## WHAT THE TASK ASKS
Go through the material and write it all out exactly, minus the pictures.

## DATA LISTING
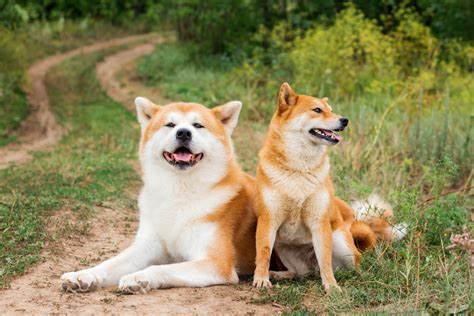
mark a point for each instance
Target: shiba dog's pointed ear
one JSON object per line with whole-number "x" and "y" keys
{"x": 145, "y": 111}
{"x": 286, "y": 97}
{"x": 228, "y": 114}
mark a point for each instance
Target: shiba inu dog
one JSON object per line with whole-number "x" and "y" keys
{"x": 197, "y": 221}
{"x": 298, "y": 213}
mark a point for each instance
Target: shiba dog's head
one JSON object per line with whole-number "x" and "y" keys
{"x": 186, "y": 137}
{"x": 307, "y": 119}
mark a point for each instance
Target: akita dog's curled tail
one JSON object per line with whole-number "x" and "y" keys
{"x": 298, "y": 213}
{"x": 197, "y": 221}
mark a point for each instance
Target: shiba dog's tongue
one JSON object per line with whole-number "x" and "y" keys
{"x": 182, "y": 156}
{"x": 332, "y": 135}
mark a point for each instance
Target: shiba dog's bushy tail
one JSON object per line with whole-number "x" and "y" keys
{"x": 372, "y": 222}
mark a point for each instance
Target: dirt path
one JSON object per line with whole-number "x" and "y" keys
{"x": 125, "y": 89}
{"x": 40, "y": 130}
{"x": 38, "y": 292}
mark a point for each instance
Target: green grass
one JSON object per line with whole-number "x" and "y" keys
{"x": 407, "y": 167}
{"x": 88, "y": 169}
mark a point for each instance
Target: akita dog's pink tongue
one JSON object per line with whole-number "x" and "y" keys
{"x": 182, "y": 156}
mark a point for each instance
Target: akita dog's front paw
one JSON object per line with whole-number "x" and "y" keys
{"x": 134, "y": 284}
{"x": 332, "y": 287}
{"x": 80, "y": 282}
{"x": 260, "y": 282}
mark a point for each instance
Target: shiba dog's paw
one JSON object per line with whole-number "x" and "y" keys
{"x": 260, "y": 282}
{"x": 134, "y": 284}
{"x": 79, "y": 282}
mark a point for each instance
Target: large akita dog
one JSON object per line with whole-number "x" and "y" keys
{"x": 297, "y": 210}
{"x": 197, "y": 223}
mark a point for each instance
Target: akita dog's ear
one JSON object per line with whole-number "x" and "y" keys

## COMPLETE OUTPUT
mark a point for each instance
Target: shiba dog's pointed ear
one JSON object per line with whole-number "x" and "y" keys
{"x": 145, "y": 111}
{"x": 286, "y": 97}
{"x": 228, "y": 114}
mark a point for each instance
Target: shiba inu dog
one JSON object per line with whole-number "x" and "y" keys
{"x": 197, "y": 221}
{"x": 298, "y": 213}
mark a point for each instance
Target: shiba dog's head
one JSON object per line with whole-number "x" and "y" keys
{"x": 186, "y": 137}
{"x": 307, "y": 119}
mark a point for each instance
Target: akita dog's curled tail
one JSON object per line with whole-number "x" and "y" keys
{"x": 298, "y": 213}
{"x": 197, "y": 221}
mark a point for each instance
Target: shiba dog's tongue
one JSON object per line with whole-number "x" and "y" keys
{"x": 182, "y": 156}
{"x": 332, "y": 135}
mark a point for each instance
Target: shiba dog's bushy tail
one JSON object per line with whole-number "x" and "y" keys
{"x": 372, "y": 222}
mark a point for each instance
Target: dirt path
one JSON object per line with whole-number "x" and "y" keys
{"x": 125, "y": 89}
{"x": 40, "y": 130}
{"x": 38, "y": 292}
mark a point for each instance
Target: green grass
one JSON object per line with whole-number "x" and "y" keys
{"x": 407, "y": 167}
{"x": 88, "y": 169}
mark a point for each instance
Target: akita dog's pink tongue
one JSON object per line with whole-number "x" and "y" keys
{"x": 182, "y": 156}
mark a point for each instance
Target: akita dog's front paw
one JSON object per line with whole-number "x" and "y" keys
{"x": 134, "y": 284}
{"x": 332, "y": 287}
{"x": 80, "y": 282}
{"x": 260, "y": 282}
mark a point for each instance
Target: shiba dog's paw
one JSON object per line with whole-number "x" and "y" keys
{"x": 260, "y": 282}
{"x": 134, "y": 284}
{"x": 79, "y": 282}
mark a point for each instance
Target: large akita dog
one JSON object per line with whole-number "x" and "y" keys
{"x": 297, "y": 210}
{"x": 197, "y": 223}
mark a point for each instance
Target: akita dog's ear
one JSON object per line with whole-number "x" and "y" keys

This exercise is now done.